__Task set__.
**A.** In the interview excerpt, rewrite the paragraph beginning "I was rushed to the hospital" more briefly, keeping its main facts.
**B.** Quote the interview excerpt word for word, starting with "They sound horrible." and going on through "was doing. Dunno.".

__Provided passage__.
I was rushed to the hospital and cut open that day and they took it out. I think the doctor was slightly miffed and came in saying, "Yes, they were slightly infected." But the best part of it for me -- I mean, I was good at school. It wasn't about getting out of school. I enjoyed school -- but I do remember this honeymoon period after getting my appendix out where I got to lie on the couch and watch "The Sound of Music" over and over and over again on our first, very new VCR. So it was a good time.

The other memory is my two brothers coming in to visit me in the hospital bed and one of them was eating burger rings, do you remember those? It's just like these round chips and they taste like a savory burger.

They sound horrible.

Yeah, I used to love them, but I smelled it and I was, like, get 'em out of here, and I almost vomited. That's as clear as it gets. But as far as rationalizing or making that whole ordeal valid, I can't do it. I just don't know what I was doing. Dunno.

You gained 40 pounds in seven weeks for "Muriel's Wedding." When Renée Zellweger was getting all that love for the few pounds she put on for "Bridget Jones's Diary," did you feel like, "Hello, I did it and I did it more"? And do you think gaining weight for a part is a brave thing for an actress to do?

When I did "Muriel's Wedding," I didn't call myself an actor. I wanted to act and I couldn't believe that I got it, although when I got it -- it was the same with "Japanese Story," in fact probably more intense -- it was like a religious experience, it was like, I have to do this. They can't cast anyone else. I have to do it. Putting on the weight was just part of Muriel. I didn't think twice about it, you know.

__Supplied data__.

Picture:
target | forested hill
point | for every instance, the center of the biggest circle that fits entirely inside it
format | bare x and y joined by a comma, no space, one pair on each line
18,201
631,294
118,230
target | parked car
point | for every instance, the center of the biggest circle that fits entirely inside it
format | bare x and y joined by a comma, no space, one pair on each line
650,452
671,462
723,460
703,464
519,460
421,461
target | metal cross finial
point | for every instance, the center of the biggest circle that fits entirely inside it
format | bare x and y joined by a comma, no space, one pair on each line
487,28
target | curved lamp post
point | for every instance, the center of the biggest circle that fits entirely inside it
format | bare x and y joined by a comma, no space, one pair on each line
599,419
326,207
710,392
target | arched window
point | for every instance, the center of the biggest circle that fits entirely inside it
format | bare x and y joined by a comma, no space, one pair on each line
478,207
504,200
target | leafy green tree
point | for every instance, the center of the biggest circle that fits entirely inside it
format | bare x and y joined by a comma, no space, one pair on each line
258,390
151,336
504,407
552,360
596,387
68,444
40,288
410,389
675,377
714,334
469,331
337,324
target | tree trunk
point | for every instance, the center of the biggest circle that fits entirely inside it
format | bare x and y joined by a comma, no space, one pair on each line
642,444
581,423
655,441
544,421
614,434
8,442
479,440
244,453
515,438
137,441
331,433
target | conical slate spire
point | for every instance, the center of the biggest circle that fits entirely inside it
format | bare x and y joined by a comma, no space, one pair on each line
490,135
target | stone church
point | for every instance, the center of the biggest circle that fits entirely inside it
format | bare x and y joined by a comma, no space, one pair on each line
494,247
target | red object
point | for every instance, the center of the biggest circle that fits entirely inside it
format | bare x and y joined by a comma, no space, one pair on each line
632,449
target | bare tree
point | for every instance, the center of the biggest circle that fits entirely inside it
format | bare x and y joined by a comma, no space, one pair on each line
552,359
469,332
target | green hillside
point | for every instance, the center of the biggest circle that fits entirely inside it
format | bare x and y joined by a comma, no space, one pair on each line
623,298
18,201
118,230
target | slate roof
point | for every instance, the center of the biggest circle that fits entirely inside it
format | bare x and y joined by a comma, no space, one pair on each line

__Results by task__.
**A.** I was rushed to the hospital and had my appendix removed that same day. The doctor, seeming slightly miffed, said it had been slightly infected. I liked school and was good at it, so missing class wasn't the appeal. The best part was the recovery afterward: lying on the couch watching "The Sound of Music" over and over on our first, brand-new VCR. It was a good time.

**B.**
They sound horrible.

Yeah, I used to love them, but I smelled it and I was, like, get 'em out of here, and I almost vomited. That's as clear as it gets. But as far as rationalizing or making that whole ordeal valid, I can't do it. I just don't know what I was doing. Dunno.